**Supplied passage**
_ _ _ _ _
[GitHub] [iceberg] shardulm94 commented on a change in pull request #1222: Add Avro row position reader

GitBox Wed, 22 Jul 2020 23:56:34 -0700


shardulm94 commented on a change in pull request #1222:
URL: https://github.com/apache/iceberg/pull/1222#discussion_r459239292




##########
File path: core/src/main/java/org/apache/iceberg/avro/ValueReaders.java
##########
@@ -582,13 +585,37 @@ protected StructReader(List<ValueReader<?>> readers, 
Types.StructType struct, Ma
         if (idToConstant.containsKey(field.fieldId())) {
           positionList.add(pos);
           constantList.add(idToConstant.get(field.fieldId()));
+        } else if (field.fieldId() == MetadataColumns.ROW_POSITION.fieldId()) {
+          // replace the _pos field reader with a position reader
+          // only if the position reader is set and this is a top-level field

Review comment:
       Not sure I understand this comment line
   > only if the position reader is set
   
   reader is set where?
_ _ _ _ _
**Data extract**

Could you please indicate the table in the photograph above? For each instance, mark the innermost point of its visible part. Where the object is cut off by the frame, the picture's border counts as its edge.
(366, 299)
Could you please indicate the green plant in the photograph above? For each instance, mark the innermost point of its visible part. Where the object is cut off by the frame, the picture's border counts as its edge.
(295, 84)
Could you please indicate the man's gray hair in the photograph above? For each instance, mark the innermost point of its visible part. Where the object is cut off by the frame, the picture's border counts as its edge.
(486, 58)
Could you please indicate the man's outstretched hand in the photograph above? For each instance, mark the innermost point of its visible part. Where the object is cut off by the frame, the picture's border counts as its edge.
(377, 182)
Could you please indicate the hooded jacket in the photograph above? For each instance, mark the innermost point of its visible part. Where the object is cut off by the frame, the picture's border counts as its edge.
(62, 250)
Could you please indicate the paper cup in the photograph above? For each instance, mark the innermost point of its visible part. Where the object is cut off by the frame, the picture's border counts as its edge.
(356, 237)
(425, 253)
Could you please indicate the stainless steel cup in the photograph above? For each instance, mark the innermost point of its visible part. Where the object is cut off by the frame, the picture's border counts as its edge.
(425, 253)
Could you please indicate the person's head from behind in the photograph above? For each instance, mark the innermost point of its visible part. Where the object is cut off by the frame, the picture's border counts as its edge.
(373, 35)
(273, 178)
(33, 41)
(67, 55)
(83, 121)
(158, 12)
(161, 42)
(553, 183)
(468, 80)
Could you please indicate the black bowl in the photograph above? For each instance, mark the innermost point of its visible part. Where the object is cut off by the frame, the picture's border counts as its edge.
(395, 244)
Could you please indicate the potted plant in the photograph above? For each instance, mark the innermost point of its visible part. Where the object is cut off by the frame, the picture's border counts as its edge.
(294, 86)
_ _ _ _ _
**Written instruction 1**
In the Avro row position review page, list each distinct method name that appears after a dot and is followed by parentheses.
**Written instruction 2**
Answer these questions about the Avro row position review page:
(a) Which file path does the commented change belong to?
(b) What title and number does the pull request have?
(c) What question does the reviewer ask after quoting "only if the position reader is set"?
**Written instruction 3**
Carry on with the Avro row position review page from its last line.

**Task output 1**
containsKey
fieldId
add
get

**Task output 2**
(a) core/src/main/java/org/apache/iceberg/avro/ValueReaders.java
(b) Pull request #1222, "Add Avro row position reader"
(c) "reader is set where?"

**Task output 3**
   > and this is a top-level field
   
   I don't see where the top-level field restriction comes from

##########
File path: core/src/main/java/org/apache/iceberg/avro/AvroIO.java
##########
@@ -131,4 +144,55 @@ public boolean markSupported() {
       return stream.markSupported();
     }
   }
+
+  static long findStartingRowPos(Supplier<SeekableInputStream> open, long 
start) {
+    try (SeekableInputStream in = open.get()) {
+      // use a direct decoder that will not buffer so the position of the 
input stream is accurate
+      BinaryDecoder decoder = DecoderFactory.get().directBinaryDecoder(in, 
null);
+
+      // an Avro file's layout looks like this:
+      //   header|block|block|...
+      // the header contains:
+      //   magic|string-map|sync
+      // each block consists of:
+      //   row-count|compressed-size-in-bytes|block-bytes|sync
+
+      // it is necessary to read the header here because this is the only way 
to get the expected file sync bytes
+      byte[] magic = MAGIC_READER.read(decoder, null);
+      if (!Arrays.equals(AVRO_MAGIC, magic)) {
+        throw new InvalidAvroMagicException("Not an Avro file");
+      }
+
+      META_READER.read(decoder, null); // ignore the file metadata, it isn't 
needed
+      byte[] fileSync = SYNC_READER.read(decoder, null);
+
+      // the while loop reads row counts and seeks past the block bytes until 
the next sync pos is >= start, which
+      // indicates that the next sync is the start of the split.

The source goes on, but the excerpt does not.